• [Travail à faire]:
1 > Selon le texte sur le quinquennat de Nicolas Sarkozy, sur quelle réforme le président joue-t-il son avenir ?
2 > Recopiez, dans le texte sur le quinquennat de Nicolas Sarkozy, le passage qui va de « Nicolas Sarkozy joue » à « Mitterrand et Chirac. ».

• [Texte proposé]:
+ + + +

Nicolas Sarkozy joue son avenir sur la réforme des retraites et il le sait. Toutes les autres promesses de 2007 ont été oubliées, voire trahies et sont, en tous les cas, passées à la trappe : le « travailler plus pour gagner plus », la sécurité, la réforme de la fiscalité, celle de l’école, celle de la justice, celle des collectivités locales, etc.

La fameuse « rupture » qui devait nous faire entrer dans un monde nouveau s’est soldée par une augmentation considérable du chômage, de nos déficits, de notre dette, un appauvrissement des classes moyennes, une précarisation accrue des défavorisés et la poursuite inexorable du déclin de la France. Ce quinquennat restera comme la pire des présidences de la Vème République. Les Français en sont venus à regretter et Mitterrand et Chirac.

Certes, il y a eu la crise. Mais un président sortant qui se représente ne peut pas se contenter d’affirmer que, si son bilan est effroyable, ce n’est vraiment pas de sa faute. Les Français ne supportent plus le fameux « responsable mais pas coupable ». Et d’autant plus que Sarkozy a toujours voulu se mettre seul en avant, sur le devant de la scène, tout faire lui-même, en marginalisant et parfois même en ridiculisant son premier ministre et tous les membres du gouvernement. Seul responsable depuis 2007, il est, aujourd’hui, seul coupable de tous nos malheurs.

+ + + +

• [Données enregistrées]:
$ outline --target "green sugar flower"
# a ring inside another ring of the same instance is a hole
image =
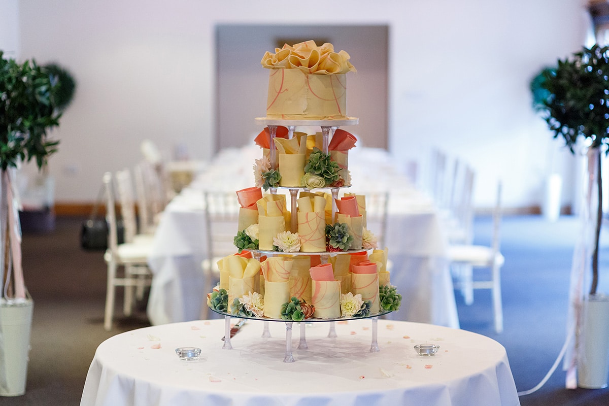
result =
[[[246,231],[238,231],[237,235],[233,239],[233,243],[239,249],[239,254],[244,250],[258,249],[258,240],[252,240],[252,237],[246,233]]]
[[[262,184],[262,189],[268,191],[269,187],[276,187],[279,186],[279,181],[281,178],[281,174],[278,170],[271,169],[268,172],[262,173],[262,179],[264,183]]]
[[[281,320],[289,321],[301,321],[304,320],[304,313],[300,307],[300,301],[292,296],[290,301],[281,305]]]
[[[349,228],[345,223],[334,223],[326,226],[326,240],[331,251],[347,251],[353,242],[349,235]]]
[[[340,167],[332,160],[329,153],[323,153],[319,148],[314,148],[304,165],[304,173],[316,175],[323,178],[326,186],[336,182],[340,178]]]
[[[226,289],[213,292],[208,298],[207,304],[214,310],[228,312],[228,293]]]

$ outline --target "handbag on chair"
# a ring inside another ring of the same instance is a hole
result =
[[[104,198],[104,187],[99,191],[91,215],[80,226],[80,247],[87,251],[105,251],[108,249],[108,223],[105,217],[99,217],[99,205]],[[122,220],[118,220],[118,243],[124,242],[125,229]]]

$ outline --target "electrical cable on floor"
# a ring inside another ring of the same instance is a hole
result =
[[[570,331],[569,334],[567,335],[567,338],[565,340],[565,344],[563,345],[563,348],[560,350],[560,353],[558,354],[558,356],[556,359],[556,360],[554,361],[554,365],[552,365],[552,368],[550,368],[550,370],[547,371],[547,373],[546,374],[546,376],[543,377],[543,379],[541,380],[541,382],[540,382],[537,385],[537,386],[535,386],[534,388],[532,389],[529,389],[529,390],[526,391],[523,391],[522,392],[518,392],[517,394],[519,396],[524,396],[525,395],[530,394],[531,393],[537,391],[541,387],[543,387],[546,383],[546,382],[547,382],[547,380],[550,379],[550,377],[552,376],[552,374],[554,374],[554,371],[556,370],[556,367],[558,366],[558,363],[560,362],[560,360],[563,359],[563,357],[565,356],[565,352],[566,352],[567,351],[567,346],[568,346],[569,343],[571,342],[571,337],[572,337],[574,333],[574,328],[572,329],[571,331]]]

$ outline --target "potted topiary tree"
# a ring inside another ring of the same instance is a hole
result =
[[[19,63],[0,51],[0,395],[25,393],[33,302],[21,268],[21,231],[13,170],[33,160],[39,169],[57,150],[48,138],[61,113],[56,76],[34,61]]]
[[[572,299],[579,304],[574,309],[578,323],[576,331],[580,332],[575,351],[577,385],[591,388],[606,387],[609,372],[609,299],[597,293],[603,218],[601,158],[602,154],[607,153],[609,145],[608,50],[598,44],[583,47],[571,58],[559,59],[557,66],[544,69],[532,82],[534,104],[554,137],[564,139],[572,153],[580,140],[587,141],[588,179],[591,180],[588,185],[590,205],[584,213],[590,220],[593,242],[586,251],[590,257],[580,267],[591,268],[591,282],[587,296]],[[583,229],[586,233],[586,228]],[[581,276],[579,280],[583,279]],[[580,296],[583,296],[583,292]],[[588,349],[593,351],[590,355]]]

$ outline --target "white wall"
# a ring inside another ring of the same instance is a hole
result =
[[[390,150],[421,157],[443,147],[477,170],[478,205],[490,205],[501,177],[506,205],[523,207],[541,204],[551,166],[569,180],[569,156],[532,111],[528,83],[584,43],[583,2],[335,0],[322,10],[270,0],[22,0],[18,55],[76,77],[50,169],[58,201],[84,202],[104,171],[139,159],[144,138],[167,155],[179,141],[192,156],[209,156],[217,24],[387,24]]]
[[[0,50],[5,58],[15,58],[19,49],[19,1],[0,1]]]

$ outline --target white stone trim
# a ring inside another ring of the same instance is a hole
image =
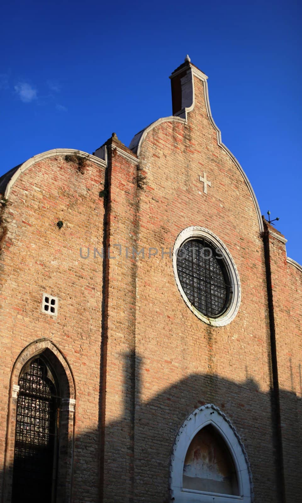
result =
[[[146,128],[140,131],[133,137],[129,146],[129,148],[131,150],[136,150],[137,157],[138,157],[140,153],[140,148],[142,142],[149,131],[151,131],[152,129],[153,129],[157,126],[163,124],[163,122],[172,122],[173,121],[182,122],[183,124],[186,123],[185,119],[183,119],[181,117],[177,117],[175,115],[171,115],[170,117],[162,117],[161,119],[158,119],[157,121],[155,121],[155,122],[153,122],[152,124],[149,124]]]
[[[20,387],[19,384],[13,384],[13,391],[12,391],[12,398],[18,398],[18,394],[19,392]]]
[[[225,153],[228,154],[228,155],[230,156],[232,160],[234,162],[235,165],[237,166],[237,168],[239,170],[244,181],[245,182],[246,185],[248,189],[249,189],[250,193],[252,196],[253,202],[254,203],[254,205],[256,209],[256,212],[257,213],[257,216],[258,218],[260,233],[263,232],[264,230],[264,228],[263,228],[263,222],[262,221],[262,218],[261,216],[261,212],[260,211],[259,205],[258,203],[258,201],[257,200],[257,198],[255,195],[255,193],[253,190],[253,188],[252,187],[252,186],[251,185],[251,183],[250,182],[250,181],[249,180],[246,174],[245,173],[242,167],[241,167],[241,165],[240,164],[239,162],[238,162],[235,156],[233,155],[232,152],[231,152],[230,150],[229,150],[228,147],[225,146],[224,143],[222,143],[221,141],[221,131],[219,129],[219,128],[218,128],[216,125],[216,124],[215,124],[215,122],[214,122],[214,119],[212,117],[212,114],[211,113],[211,108],[210,107],[210,102],[209,100],[209,93],[208,93],[208,86],[207,82],[207,77],[206,76],[206,75],[205,75],[204,73],[202,73],[202,72],[200,72],[199,70],[198,70],[197,68],[194,68],[194,67],[193,67],[192,71],[193,74],[195,75],[196,77],[197,77],[198,78],[200,78],[203,82],[204,101],[205,102],[206,112],[208,117],[209,118],[209,119],[210,120],[210,122],[212,124],[212,126],[213,126],[214,129],[216,130],[216,133],[217,134],[217,143],[218,146],[219,147],[221,147],[222,150],[223,150],[224,152],[225,152]]]
[[[183,122],[184,124],[187,123],[188,113],[189,112],[191,112],[192,110],[193,110],[195,105],[195,86],[194,83],[194,76],[195,75],[195,77],[196,77],[197,78],[199,78],[200,80],[202,80],[202,82],[203,82],[204,101],[205,103],[207,114],[210,120],[210,122],[211,123],[212,126],[216,131],[216,133],[217,134],[217,144],[219,147],[221,147],[222,150],[223,150],[224,152],[225,152],[225,153],[231,157],[232,160],[233,161],[235,165],[237,166],[239,172],[240,172],[246,183],[246,185],[248,189],[249,189],[251,196],[252,196],[252,199],[253,200],[253,202],[254,203],[255,208],[256,209],[256,212],[257,214],[257,219],[258,221],[258,224],[259,226],[259,230],[260,231],[260,233],[261,233],[264,231],[263,222],[262,221],[262,218],[261,216],[260,209],[259,208],[258,201],[257,200],[257,198],[253,190],[253,188],[252,187],[250,181],[249,180],[248,177],[247,177],[246,174],[245,173],[244,171],[243,171],[242,167],[241,167],[240,164],[239,163],[236,158],[235,157],[234,155],[233,155],[232,152],[231,152],[230,150],[229,150],[228,147],[226,147],[223,143],[222,143],[221,141],[221,131],[215,124],[215,122],[214,122],[214,119],[212,117],[212,114],[211,113],[211,108],[210,107],[210,102],[209,100],[209,94],[208,94],[207,81],[208,77],[206,76],[206,75],[205,75],[205,73],[201,71],[200,70],[199,70],[198,68],[196,68],[191,63],[189,63],[189,66],[192,73],[192,85],[193,87],[193,101],[192,105],[188,108],[186,108],[183,110],[181,110],[178,113],[177,116],[173,116],[172,117],[165,117],[164,119],[159,119],[158,121],[156,121],[155,122],[153,122],[152,124],[150,124],[150,125],[148,126],[148,127],[146,127],[145,129],[142,130],[142,131],[140,131],[139,133],[138,133],[137,134],[135,135],[134,137],[132,140],[129,148],[132,150],[134,150],[134,149],[136,148],[137,149],[136,153],[137,154],[137,157],[138,157],[140,152],[140,149],[141,147],[142,143],[144,141],[145,138],[146,137],[147,133],[149,132],[149,131],[151,130],[151,129],[153,129],[153,128],[155,127],[159,124],[162,124],[163,122],[169,122],[173,120],[175,121],[175,120],[177,119],[178,119],[179,120],[179,119],[182,119],[182,121]],[[175,76],[176,75],[177,75],[178,73],[182,72],[185,69],[185,68],[181,68],[178,72],[176,72],[173,73],[171,75],[170,75],[170,78],[173,78],[173,77]]]
[[[271,230],[269,229],[268,233],[270,236],[272,236],[276,239],[278,239],[278,241],[281,241],[281,243],[283,243],[284,244],[287,242],[287,240],[285,239],[285,237],[283,237],[283,236],[280,236],[279,234],[277,234],[276,232],[274,232],[273,230]]]
[[[76,400],[74,398],[62,398],[61,410],[74,412],[75,405]]]
[[[287,257],[286,262],[288,264],[290,264],[291,266],[293,266],[294,267],[295,267],[300,273],[302,273],[302,266],[300,266],[299,264],[296,262],[295,260],[293,260],[292,259],[290,259],[289,257]]]
[[[178,277],[176,263],[177,250],[179,248],[180,248],[184,243],[188,241],[188,239],[194,237],[204,238],[211,243],[214,247],[219,248],[223,252],[223,259],[222,260],[224,261],[230,275],[233,295],[229,307],[225,312],[223,313],[218,318],[208,317],[197,310],[196,307],[191,303],[186,295]],[[228,323],[231,323],[237,314],[239,308],[241,300],[241,286],[238,271],[232,258],[232,256],[225,245],[219,239],[219,237],[210,230],[205,229],[203,227],[194,225],[187,227],[187,228],[184,229],[178,234],[175,240],[173,248],[173,264],[174,277],[177,288],[185,302],[195,316],[197,316],[199,319],[202,320],[205,323],[207,323],[208,325],[211,325],[213,326],[223,326],[224,325],[227,325]]]
[[[134,155],[131,155],[128,152],[125,152],[125,150],[122,150],[121,148],[119,148],[118,147],[116,147],[114,145],[109,145],[109,148],[111,148],[113,151],[117,152],[119,155],[121,155],[122,157],[127,159],[127,160],[130,160],[131,162],[134,162],[134,164],[138,164],[139,161],[137,158],[134,157]]]
[[[48,299],[47,302],[46,301],[46,298]],[[51,301],[53,301],[52,304]],[[58,304],[59,299],[57,297],[50,295],[48,293],[44,293],[43,294],[41,305],[42,313],[45,313],[45,314],[50,314],[50,316],[57,316]],[[47,307],[47,309],[45,309],[45,306]],[[51,308],[53,309],[53,312],[51,311]]]
[[[76,153],[79,153],[80,155],[84,155],[87,157],[89,160],[92,161],[93,162],[95,162],[96,164],[99,164],[100,166],[105,167],[107,165],[106,162],[102,159],[100,159],[100,157],[92,155],[87,152],[75,150],[74,148],[54,148],[51,150],[47,150],[46,152],[43,152],[41,154],[34,155],[33,157],[31,157],[30,159],[29,159],[20,166],[13,175],[7,186],[4,195],[5,198],[6,199],[8,199],[13,186],[17,181],[21,173],[23,173],[25,171],[26,171],[29,167],[32,166],[35,162],[38,162],[40,160],[43,160],[43,159],[47,159],[47,157],[53,157],[54,155],[66,155],[67,154]]]
[[[226,444],[237,474],[239,496],[184,489],[184,463],[187,451],[196,434],[207,425],[218,431]],[[218,407],[208,404],[196,409],[181,427],[175,439],[170,461],[170,493],[175,503],[252,503],[253,482],[250,465],[240,437],[231,421]]]

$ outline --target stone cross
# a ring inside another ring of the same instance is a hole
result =
[[[206,173],[203,172],[203,178],[200,175],[199,176],[199,182],[203,182],[203,192],[204,194],[207,194],[207,186],[211,187],[211,182],[208,182],[206,179]]]

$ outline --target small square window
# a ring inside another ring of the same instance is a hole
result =
[[[42,311],[56,316],[58,313],[58,299],[57,297],[52,297],[48,294],[43,293],[42,299]]]

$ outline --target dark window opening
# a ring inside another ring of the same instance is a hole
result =
[[[203,239],[190,239],[178,250],[177,274],[191,303],[205,316],[214,318],[230,305],[231,284],[221,250]]]
[[[58,386],[49,365],[41,356],[26,365],[19,385],[12,501],[53,503]]]
[[[211,425],[196,434],[185,459],[184,489],[239,495],[237,474],[223,438]]]

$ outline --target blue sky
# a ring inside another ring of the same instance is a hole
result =
[[[301,4],[12,1],[2,8],[0,175],[54,148],[92,152],[171,115],[188,53],[222,140],[302,264]]]

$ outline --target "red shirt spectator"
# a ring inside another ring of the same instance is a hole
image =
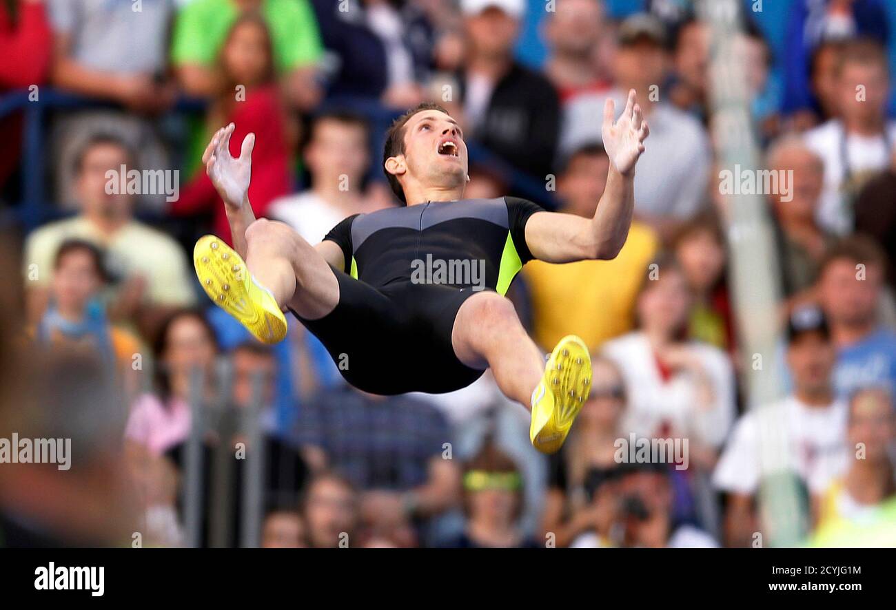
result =
[[[52,49],[42,0],[0,2],[0,92],[38,85],[47,80]],[[22,150],[22,115],[0,120],[0,132],[12,141],[0,151],[0,184],[15,168]]]
[[[278,197],[289,192],[289,154],[286,137],[286,121],[275,86],[266,86],[246,94],[238,102],[225,123],[236,126],[230,139],[230,154],[239,157],[243,139],[255,134],[252,151],[252,184],[249,201],[255,216],[263,216],[268,206]],[[223,125],[222,125],[223,126]],[[231,242],[230,228],[221,200],[214,185],[201,169],[181,191],[180,199],[171,206],[171,213],[186,216],[213,210],[215,234]]]

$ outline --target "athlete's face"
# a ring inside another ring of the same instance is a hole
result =
[[[467,163],[460,125],[444,112],[424,110],[405,123],[404,154],[390,157],[386,169],[424,186],[452,187],[466,182]]]

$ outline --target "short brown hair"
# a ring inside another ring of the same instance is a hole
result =
[[[383,172],[386,174],[386,180],[389,181],[389,186],[392,187],[392,192],[401,200],[401,203],[408,205],[408,200],[404,197],[404,191],[401,189],[401,183],[398,182],[398,178],[386,171],[386,160],[390,157],[395,157],[397,155],[404,154],[404,126],[408,123],[414,114],[424,110],[438,110],[439,112],[448,114],[443,106],[433,102],[422,102],[418,104],[416,106],[406,112],[401,116],[398,117],[392,121],[392,124],[389,126],[389,131],[386,131],[386,144],[383,148]]]
[[[877,65],[885,72],[889,72],[890,68],[886,50],[879,42],[871,38],[858,38],[844,44],[834,64],[834,73],[838,77],[841,76],[844,68],[849,64]]]
[[[838,260],[861,263],[866,267],[874,266],[886,273],[887,256],[872,238],[861,233],[844,237],[831,246],[819,266],[819,275]]]

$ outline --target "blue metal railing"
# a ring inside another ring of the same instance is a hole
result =
[[[15,112],[22,112],[23,115],[20,162],[21,200],[14,207],[14,211],[17,220],[26,232],[58,214],[55,202],[47,196],[47,184],[49,181],[45,175],[47,170],[46,130],[48,114],[66,110],[120,107],[113,102],[84,97],[50,87],[41,87],[34,101],[30,100],[27,89],[11,91],[0,97],[0,119]],[[202,101],[184,97],[178,99],[170,113],[196,113],[201,112],[203,107]],[[322,110],[327,108],[348,110],[366,117],[373,134],[371,138],[373,159],[380,157],[386,129],[400,114],[399,111],[383,106],[375,99],[364,97],[331,97],[321,107]],[[543,181],[514,169],[475,142],[468,144],[470,161],[487,166],[502,178],[513,194],[537,201],[548,209],[556,208],[556,200],[552,193],[545,188]]]

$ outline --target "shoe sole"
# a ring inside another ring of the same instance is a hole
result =
[[[539,414],[545,423],[531,430],[530,437],[538,451],[553,453],[566,440],[591,389],[591,357],[582,339],[569,335],[557,343],[545,365],[542,383],[554,395],[554,407],[549,414]],[[533,423],[534,418],[533,413]]]
[[[273,297],[254,283],[246,262],[224,241],[205,235],[193,249],[193,264],[202,290],[259,341],[279,343],[286,336],[286,318]]]

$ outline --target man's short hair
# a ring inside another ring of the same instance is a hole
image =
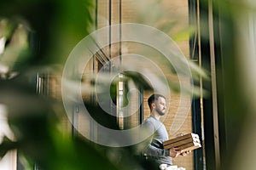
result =
[[[149,108],[151,104],[154,103],[154,100],[157,100],[159,97],[162,97],[166,99],[166,97],[160,94],[154,94],[148,99],[148,105]]]

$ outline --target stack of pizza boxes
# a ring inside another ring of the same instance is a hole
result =
[[[166,140],[163,142],[163,146],[165,150],[175,147],[183,151],[187,151],[201,148],[201,144],[198,134],[190,133]]]

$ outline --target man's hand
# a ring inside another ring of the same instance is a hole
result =
[[[172,157],[172,158],[175,158],[179,155],[187,156],[190,152],[191,152],[191,150],[183,151],[179,148],[171,148],[170,149],[170,156]]]

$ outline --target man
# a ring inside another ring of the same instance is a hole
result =
[[[178,148],[164,150],[162,143],[168,139],[168,133],[160,118],[166,111],[166,98],[160,94],[152,94],[148,99],[148,104],[150,108],[150,116],[144,121],[142,128],[148,134],[152,135],[146,140],[142,154],[148,161],[158,166],[160,164],[171,166],[172,158],[179,155],[185,156],[190,151],[183,152]]]

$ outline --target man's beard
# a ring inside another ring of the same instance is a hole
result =
[[[155,108],[155,110],[158,112],[158,114],[160,116],[164,116],[165,115],[165,112],[161,111],[160,109],[158,109],[157,107]]]

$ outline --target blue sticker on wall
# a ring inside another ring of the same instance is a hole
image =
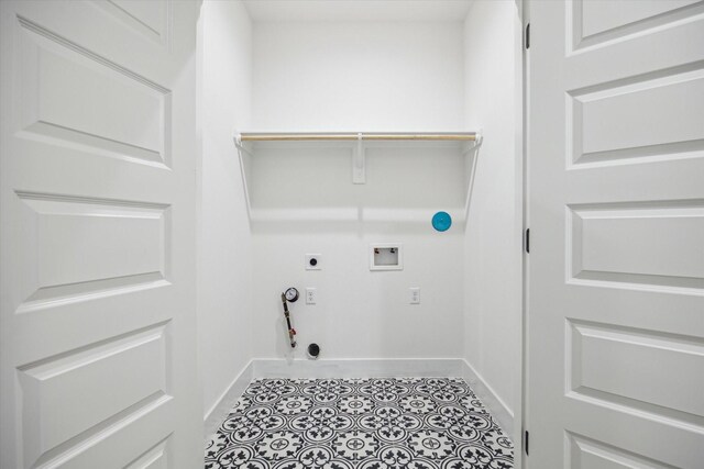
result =
[[[448,212],[438,212],[432,215],[432,227],[439,232],[447,232],[452,226],[452,216]]]

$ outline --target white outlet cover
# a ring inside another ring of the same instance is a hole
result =
[[[408,303],[420,304],[420,287],[410,287],[408,289]]]
[[[315,259],[315,266],[310,264]],[[306,270],[322,270],[322,256],[320,254],[306,254]]]
[[[318,289],[314,287],[306,288],[306,304],[316,304],[318,301]]]

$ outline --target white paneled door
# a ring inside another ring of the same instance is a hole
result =
[[[0,8],[0,466],[202,467],[197,2]]]
[[[704,467],[704,2],[530,1],[530,469]]]

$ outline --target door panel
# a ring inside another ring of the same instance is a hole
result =
[[[197,3],[0,8],[1,466],[199,467]]]
[[[701,467],[704,2],[530,24],[528,467]]]

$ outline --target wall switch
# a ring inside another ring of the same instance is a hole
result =
[[[306,270],[321,270],[321,257],[320,254],[306,254]]]
[[[306,304],[316,304],[318,300],[318,289],[308,287],[306,288]]]
[[[420,304],[420,288],[411,287],[408,289],[408,302],[410,304]]]

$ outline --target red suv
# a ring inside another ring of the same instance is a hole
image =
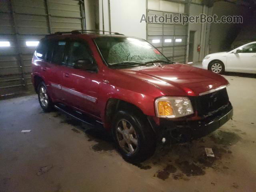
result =
[[[40,41],[32,63],[43,110],[110,131],[130,162],[149,158],[161,141],[205,136],[233,115],[224,78],[170,61],[140,38],[57,32]]]

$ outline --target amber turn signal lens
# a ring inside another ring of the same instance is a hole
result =
[[[159,116],[172,116],[173,110],[171,104],[168,101],[159,101],[158,103]]]

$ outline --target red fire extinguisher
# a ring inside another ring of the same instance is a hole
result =
[[[198,52],[200,52],[200,49],[201,49],[201,46],[200,46],[200,45],[198,45],[198,46],[197,46],[197,51]]]

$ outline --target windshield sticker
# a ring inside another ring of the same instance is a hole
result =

+ + + +

• [Corrigé complet]:
1 > Sur la réforme des retraites.

2 >
Nicolas Sarkozy joue son avenir sur la réforme des retraites et il le sait. Toutes les autres promesses de 2007 ont été oubliées, voire trahies et sont, en tous les cas, passées à la trappe : le « travailler plus pour gagner plus », la sécurité, la réforme de la fiscalité, celle de l’école, celle de la justice, celle des collectivités locales, etc.

La fameuse « rupture » qui devait nous faire entrer dans un monde nouveau s’est soldée par une augmentation considérable du chômage, de nos déficits, de notre dette, un appauvrissement des classes moyennes, une précarisation accrue des défavorisés et la poursuite inexorable du déclin de la France. Ce quinquennat restera comme la pire des présidences de la Vème République. Les Français en sont venus à regretter et Mitterrand et Chirac.